## Written exercise
Reproduce the records from the line with "pin: the distant" up to and including the final line, renaming "overcast" to "gray" and leaving everything else unchanged.

[Dataset excerpts on object pointing]
•••

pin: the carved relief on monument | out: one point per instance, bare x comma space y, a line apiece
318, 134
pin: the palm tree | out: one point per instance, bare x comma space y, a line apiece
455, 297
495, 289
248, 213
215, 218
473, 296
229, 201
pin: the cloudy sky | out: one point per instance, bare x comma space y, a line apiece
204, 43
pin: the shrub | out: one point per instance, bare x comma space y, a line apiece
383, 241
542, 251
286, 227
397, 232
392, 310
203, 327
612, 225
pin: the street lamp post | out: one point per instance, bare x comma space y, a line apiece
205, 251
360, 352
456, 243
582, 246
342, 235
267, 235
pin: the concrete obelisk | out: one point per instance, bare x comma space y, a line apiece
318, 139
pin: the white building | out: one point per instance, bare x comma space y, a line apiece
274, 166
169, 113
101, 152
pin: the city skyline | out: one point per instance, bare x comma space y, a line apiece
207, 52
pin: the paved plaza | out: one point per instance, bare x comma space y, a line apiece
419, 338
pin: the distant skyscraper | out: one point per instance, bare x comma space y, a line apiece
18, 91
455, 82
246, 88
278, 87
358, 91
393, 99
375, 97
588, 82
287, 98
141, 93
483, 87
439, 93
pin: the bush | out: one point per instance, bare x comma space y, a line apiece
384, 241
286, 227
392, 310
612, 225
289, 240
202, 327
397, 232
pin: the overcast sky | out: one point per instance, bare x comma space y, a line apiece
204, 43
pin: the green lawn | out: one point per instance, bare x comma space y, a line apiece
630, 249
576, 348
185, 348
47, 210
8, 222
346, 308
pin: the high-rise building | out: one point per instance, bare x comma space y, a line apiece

•••

## Output for this task
pin: the distant skyscraper | out: one point per instance, bare x comma space y, a line apiece
18, 91
455, 82
246, 88
278, 87
358, 91
393, 99
375, 97
588, 82
287, 98
141, 93
483, 87
439, 93
pin: the bush | out: one point per instance, bare x comma space y, a line apiece
384, 241
286, 227
392, 310
612, 225
289, 240
202, 327
397, 232
pin: the gray sky | out: one point per instance, bare x comma space y, a line apiece
204, 43
pin: the green lawn | out: one point per instance, bare x comma space y, a line apiece
630, 249
576, 348
185, 348
47, 210
8, 222
346, 308
pin: the high-rise building | out: one point per instance, bare x comma space y, a line apiece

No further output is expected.